● **Exercise requirements**: Find the line that contains "the woman's dark"; then retype it and each line after it, exactly, through the final line of the data below.

Records:
start

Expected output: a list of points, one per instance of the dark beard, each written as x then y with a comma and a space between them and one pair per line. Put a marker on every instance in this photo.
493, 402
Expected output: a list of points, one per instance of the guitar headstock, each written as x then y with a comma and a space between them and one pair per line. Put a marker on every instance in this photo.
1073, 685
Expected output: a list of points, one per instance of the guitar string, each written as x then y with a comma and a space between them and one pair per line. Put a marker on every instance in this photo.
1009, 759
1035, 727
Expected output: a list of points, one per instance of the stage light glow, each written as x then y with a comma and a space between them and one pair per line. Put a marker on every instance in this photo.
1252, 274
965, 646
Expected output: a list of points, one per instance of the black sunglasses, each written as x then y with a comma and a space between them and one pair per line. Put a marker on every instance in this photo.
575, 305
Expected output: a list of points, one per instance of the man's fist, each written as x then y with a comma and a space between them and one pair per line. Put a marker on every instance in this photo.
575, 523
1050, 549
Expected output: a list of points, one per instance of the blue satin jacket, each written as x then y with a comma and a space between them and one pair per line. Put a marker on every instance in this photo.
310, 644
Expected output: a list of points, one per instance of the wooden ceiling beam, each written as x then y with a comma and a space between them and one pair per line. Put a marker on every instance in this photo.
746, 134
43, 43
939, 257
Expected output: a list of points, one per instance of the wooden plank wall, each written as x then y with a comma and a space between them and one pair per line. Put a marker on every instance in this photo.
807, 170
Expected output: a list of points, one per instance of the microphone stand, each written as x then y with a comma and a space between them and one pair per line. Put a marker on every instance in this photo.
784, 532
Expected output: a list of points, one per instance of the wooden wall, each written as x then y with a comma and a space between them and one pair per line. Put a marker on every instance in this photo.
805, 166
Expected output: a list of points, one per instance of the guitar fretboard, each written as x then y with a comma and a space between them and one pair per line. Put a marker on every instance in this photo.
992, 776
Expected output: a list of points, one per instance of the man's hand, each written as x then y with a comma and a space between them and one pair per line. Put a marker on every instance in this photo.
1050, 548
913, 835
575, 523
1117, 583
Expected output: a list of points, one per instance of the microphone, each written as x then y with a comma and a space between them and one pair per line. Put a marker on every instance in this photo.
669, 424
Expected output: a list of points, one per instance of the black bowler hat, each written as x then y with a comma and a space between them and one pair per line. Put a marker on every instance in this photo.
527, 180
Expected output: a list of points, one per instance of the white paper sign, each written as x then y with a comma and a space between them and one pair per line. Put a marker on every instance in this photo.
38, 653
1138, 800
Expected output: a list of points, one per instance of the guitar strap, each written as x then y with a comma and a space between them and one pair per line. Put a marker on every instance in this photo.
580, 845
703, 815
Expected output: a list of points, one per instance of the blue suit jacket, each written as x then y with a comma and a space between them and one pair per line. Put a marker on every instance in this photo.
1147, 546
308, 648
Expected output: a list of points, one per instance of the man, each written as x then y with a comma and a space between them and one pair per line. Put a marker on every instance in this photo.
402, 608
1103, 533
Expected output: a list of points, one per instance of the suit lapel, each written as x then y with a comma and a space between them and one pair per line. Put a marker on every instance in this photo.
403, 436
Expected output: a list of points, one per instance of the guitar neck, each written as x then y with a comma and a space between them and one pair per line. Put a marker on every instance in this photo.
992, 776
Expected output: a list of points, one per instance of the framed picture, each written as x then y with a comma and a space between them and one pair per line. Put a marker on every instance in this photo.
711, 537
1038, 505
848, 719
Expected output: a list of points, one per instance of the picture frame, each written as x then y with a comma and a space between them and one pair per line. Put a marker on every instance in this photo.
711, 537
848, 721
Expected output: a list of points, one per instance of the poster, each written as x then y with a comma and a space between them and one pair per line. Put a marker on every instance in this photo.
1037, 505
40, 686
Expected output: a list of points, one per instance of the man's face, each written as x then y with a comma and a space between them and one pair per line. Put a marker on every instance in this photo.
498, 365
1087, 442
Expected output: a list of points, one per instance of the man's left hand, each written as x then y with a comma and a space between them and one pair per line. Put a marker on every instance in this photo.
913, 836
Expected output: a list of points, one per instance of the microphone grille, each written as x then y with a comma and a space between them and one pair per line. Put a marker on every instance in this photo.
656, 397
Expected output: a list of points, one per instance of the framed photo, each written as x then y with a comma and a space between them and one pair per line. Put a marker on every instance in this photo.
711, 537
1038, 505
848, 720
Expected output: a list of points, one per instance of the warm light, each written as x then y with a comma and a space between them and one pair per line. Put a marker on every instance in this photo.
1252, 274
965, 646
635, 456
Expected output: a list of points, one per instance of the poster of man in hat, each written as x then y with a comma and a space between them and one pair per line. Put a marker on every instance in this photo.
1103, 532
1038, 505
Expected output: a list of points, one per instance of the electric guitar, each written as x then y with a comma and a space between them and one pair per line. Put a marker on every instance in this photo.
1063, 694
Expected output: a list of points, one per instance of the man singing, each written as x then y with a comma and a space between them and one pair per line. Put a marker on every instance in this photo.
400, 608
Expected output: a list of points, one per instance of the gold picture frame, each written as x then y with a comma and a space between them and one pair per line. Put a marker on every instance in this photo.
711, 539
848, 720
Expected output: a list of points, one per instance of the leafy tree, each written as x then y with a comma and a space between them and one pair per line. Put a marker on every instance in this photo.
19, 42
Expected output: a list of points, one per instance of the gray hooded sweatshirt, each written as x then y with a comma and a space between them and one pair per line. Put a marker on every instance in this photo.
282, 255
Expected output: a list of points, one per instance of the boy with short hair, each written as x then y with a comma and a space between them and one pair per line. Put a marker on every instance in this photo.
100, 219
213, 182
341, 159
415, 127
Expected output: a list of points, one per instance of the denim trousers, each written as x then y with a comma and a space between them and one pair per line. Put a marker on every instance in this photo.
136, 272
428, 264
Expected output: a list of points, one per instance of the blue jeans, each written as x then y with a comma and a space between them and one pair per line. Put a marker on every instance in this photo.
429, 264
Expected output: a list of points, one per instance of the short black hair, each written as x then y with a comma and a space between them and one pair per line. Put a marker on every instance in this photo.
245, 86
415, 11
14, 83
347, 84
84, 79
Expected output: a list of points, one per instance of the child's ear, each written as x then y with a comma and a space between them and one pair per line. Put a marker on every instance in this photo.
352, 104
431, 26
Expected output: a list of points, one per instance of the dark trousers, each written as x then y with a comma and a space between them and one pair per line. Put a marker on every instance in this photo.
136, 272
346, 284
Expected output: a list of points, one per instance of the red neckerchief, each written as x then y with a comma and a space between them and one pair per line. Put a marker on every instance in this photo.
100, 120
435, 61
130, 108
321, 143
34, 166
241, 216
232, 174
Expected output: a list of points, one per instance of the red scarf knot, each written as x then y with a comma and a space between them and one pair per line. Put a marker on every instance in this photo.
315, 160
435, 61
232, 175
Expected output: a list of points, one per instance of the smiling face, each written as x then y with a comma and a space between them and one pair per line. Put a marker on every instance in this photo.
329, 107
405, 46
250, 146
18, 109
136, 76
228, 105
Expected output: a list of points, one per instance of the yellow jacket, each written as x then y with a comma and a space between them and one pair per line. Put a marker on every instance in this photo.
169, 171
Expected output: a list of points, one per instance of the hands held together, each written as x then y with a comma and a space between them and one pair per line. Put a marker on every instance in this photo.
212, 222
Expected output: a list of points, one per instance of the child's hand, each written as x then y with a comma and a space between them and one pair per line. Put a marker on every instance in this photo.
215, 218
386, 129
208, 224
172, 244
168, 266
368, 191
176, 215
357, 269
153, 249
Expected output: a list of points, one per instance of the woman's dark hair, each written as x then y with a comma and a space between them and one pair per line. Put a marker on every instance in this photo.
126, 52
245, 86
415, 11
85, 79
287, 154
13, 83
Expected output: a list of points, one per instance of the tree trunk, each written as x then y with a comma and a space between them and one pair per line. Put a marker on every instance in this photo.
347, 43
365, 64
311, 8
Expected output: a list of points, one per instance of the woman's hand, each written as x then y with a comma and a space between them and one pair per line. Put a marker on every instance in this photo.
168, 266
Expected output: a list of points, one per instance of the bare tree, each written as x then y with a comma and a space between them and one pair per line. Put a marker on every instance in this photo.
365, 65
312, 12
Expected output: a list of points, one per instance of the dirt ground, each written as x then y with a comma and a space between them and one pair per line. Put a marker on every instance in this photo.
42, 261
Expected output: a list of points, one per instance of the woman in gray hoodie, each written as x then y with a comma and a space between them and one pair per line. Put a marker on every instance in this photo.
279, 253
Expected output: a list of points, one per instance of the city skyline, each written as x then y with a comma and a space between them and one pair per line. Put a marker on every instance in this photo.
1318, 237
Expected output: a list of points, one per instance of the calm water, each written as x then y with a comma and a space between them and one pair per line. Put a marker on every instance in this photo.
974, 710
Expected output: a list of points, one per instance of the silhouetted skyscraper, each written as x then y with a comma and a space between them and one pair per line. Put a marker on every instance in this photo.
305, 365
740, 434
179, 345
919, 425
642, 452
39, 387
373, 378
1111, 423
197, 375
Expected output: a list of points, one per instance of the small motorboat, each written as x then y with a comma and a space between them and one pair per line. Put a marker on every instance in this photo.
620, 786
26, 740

end

● **Answer**:
Expected output: a list of points, one per instance of the woman's dark hair, each written as x then y with a comma and a space between them and one pair per line. Put a marker on every instance in this photo.
126, 52
245, 86
415, 11
85, 79
287, 154
13, 83
Expected output: a list of points, one per instance of the tree trunk, each written as x then y with a comma and a space between them and one pair per line. Put a marker on every instance in this photo.
347, 43
365, 64
311, 8
Expected output: a list of points, one per instance of the woman's hand, each written as x then y with a comma and a space between them and one pair per line. Put a marker on every instance in this photo.
168, 266
Expected output: a list of points, one per instance of the bare tree, each written as x then y with a comma and a space between them and one pair per line. Put a marker on every instance in this photo.
365, 65
312, 12
Expected output: a list of points, one per instance of the dirt ground, each written as x then y with a comma and a space between them and one pair per line. Put a marker on every instance in this photo.
42, 261
Expected output: a list of points, one per instance of the woman in gray hoodie, each written as x then y with a comma and a space between them and one pair per line. Put a marker on every instance in this photo.
279, 253
Expected output: a list of points, one per instance of the city skyline, each written as x then y with a comma and a space between them and one pair per line. Put a marker on every instance in this photo.
1318, 237
Expected output: a list of points, one per instance of the calm water, each written as x then y with a comma and a space between them and one pair per line. Put a marker on every instance in this photo.
974, 710
Expected output: a list of points, one per instance of the silhouetted skyscraper, each written as x then y with a comma and a space between them and one pair per line. Put a marker on every instance in this photo.
305, 365
740, 434
179, 345
919, 425
642, 452
39, 387
373, 378
1111, 423
197, 375
Expected output: a list of points, one per instance of the small motorboat, each written as x then y with a comma and a space between them and one pair per line. Put a marker on every instance in this photo.
620, 786
26, 740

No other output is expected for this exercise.